* **ИСХОДНЫЙ ТЕКСТ**
# # # # #
Он ухаживал так галантно, так старомодно! Однажды отправились в гости к Володе Гилевичу, тому самому конферансье. У станции метро Валентин Иосифович подсел ко мне в машину, и мы поехали в Матвеевское. Володя закатил пир горой. Стол ломился от угощения. Друзья выпили и распушили передо мной хвосты: один про концерты со знаменитостями хвастается, другой рассказывает про театр и кино. Володя, кстати, не забывал нахваливать друга:
— Света, а ты видела «Гараж»? Это же чудо — «Изумрудная моя, яхонтовый вы мой»! А «Тайну Эдвина Друда»? А «Черную курицу»? Валя изумительно сыграл Короля сказочного подземного царства. Не правда ли?
— А вы знаете, — перехватил инициативу Гафт. — «Гараж» стал для меня судьбоносным. Председателя кооператива должен был играть Ширвиндт, но он отказался в последний момент...
— И слава богу, ты сыграл гениально! — воскликнул Гилевич.
Он сыпал названиями фильмов, а я только завороженно кивала. К стыду своему, видела далеко не все.
— А я в кино еще и пою, — сообщил Гафт. — Так что в некотором роде я тоже исполнитель. Как и вы...
Ну разве можно устоять против такого напора? Тут у девушки голова и закружилась.
Ушли от Гилевича за полночь. Валентин Иосифович попросил отвезти его к маме. Гита Давыдовна жила на Хорошевском шоссе. Адрес ее я уже прекрасно знала: иногда возила туда Гафта, но чаще — на набережную Тараса Шевченко к его дому. Прощаясь в машине, в первый раз поцеловались.
Прошло какое-то время. Валентин Иосифович пригласил меня к себе: «Я покажу отрывок из фильма, где пою. Очень важно ваше мнение как певицы». Его однокомнатная квартира находилась в жилом крыле высотки, где гостиница «Украина». Обстановку я назвала бы холостяцкой: импортная стенка, диван и телевизор. В проеме прихожей висел металлический турник, Гафт периодически на нем подтягивался. Под диваном лежали тяжелые гири. Едва переступили порог квартиры, он сразу же перешел на «ты»: «Потрогай мои мускулы!» — попросил, скинув пиджак. Валентин следил за своей фигурой, считал, что хорошая физическая форма — главное в мужчине, а особенно в актере. Рельефные мышцы были его гордостью. Он даже позировал известным фотографам с обнаженным торсом.
# # # # #
* **ИСХОДНЫЕ ДАННЫЕ**
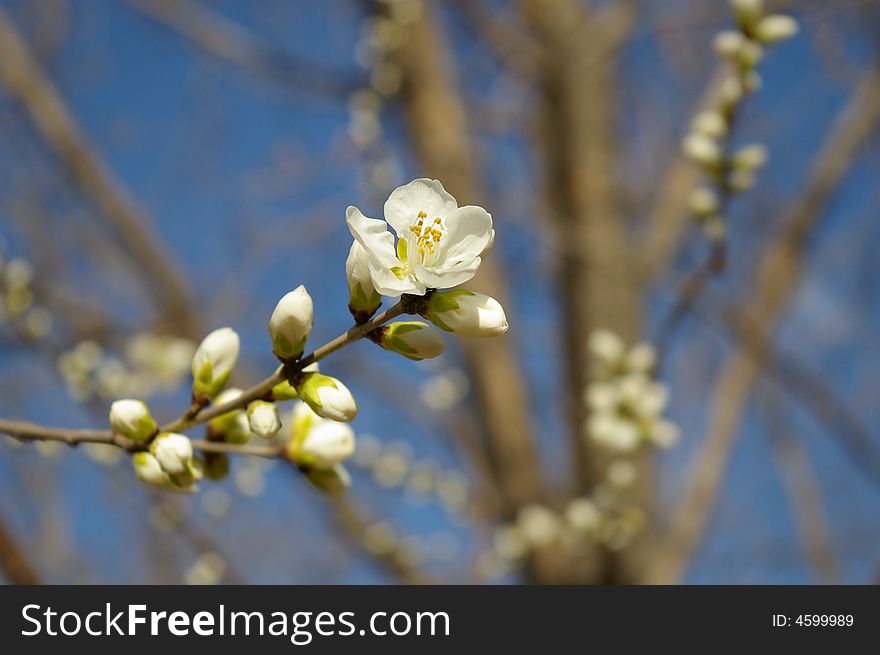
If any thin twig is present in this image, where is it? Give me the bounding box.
[0,303,404,457]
# # # # #
* **УСЛОВИЕ ЗАДАЧИ**
Допишите продолжение отрывка воспоминаний о Валентине Гафте, начав сразу после его последнего предложения. Материал здесь не понадобится.

* **ОТВЕТ**
Гафт сам накрыл на журнальный столик — бокалы с шампанским и легкая закуска, мне как гостье не позволил помочь. Мы сели рядом на диван. Он поставил кассету с фильмом «О бедном гусаре замолвите слово», промотав на эпизод, где полковник Покровский исполняет романс: «Я пережил и многое, и многих. И многому изведал цену я...» Была поражена, насколько точно и верно он поет! И голос у него хороший, баритон с характерной хрипотцой. Я сделала комплимент, ему было приятно. Валентин Иосифович рассказывал, что эта роль — командира, покорившего немало городов и женщин, но вместе с тем одинокого, не имеющего домашнего очага, — писалась специально для него.
Потом Гафт воодушевленно рассказывал о своем детстве. Его семья жила на улице Матросская Тишина, там все рядом: тюрьма, больница, рынок. Он иронично называл это место «миром в миниатюре» и говорил: «Я ездил тогда на улицу Горького, как сейчас в США. В другую вселенную». Интерес к театру у Вали проснулся в четвертом классе. В школьной самодеятельности играл женские роли, надевая парик. Когда ему в драке выбили два зуба, с ужасом подумал: «Как же я стану артистом?» На экзамен в Школу-студию МХАТ пришел с золотой фиксой и в красной рубахе. Так он и читал «Василия Теркина», приблатненно сверкая зубом. Вместе с ним поступала Татьяна Самойлова. На экзамене ее попросили кричать «Пожар! Пожар!», стушевалась, и будущую кинозвезду не приняли. Она билась потом в истерике на лестнице.
Валя смеялся, рассказывая, как его мама, узнав, что студенты вот уже вторую неделю на занятиях лишь хлопают в ладоши, стала умолять сына не говорить об этом знакомым: мол, что за учеба такая? «Она почти не видела меня на сцене, а в фильмах, которые показывали по телевизору, я казался ей очень худым и страшным...» — качал головой Гафт.
Смотрела на него во все глаза и не могла поверить в реальность происходящего. Неужели мы сидим рядом, близко-близко, и все это ироничный, умный человек рассказывает именно мне? Уже не было сомнений: я влюбилась...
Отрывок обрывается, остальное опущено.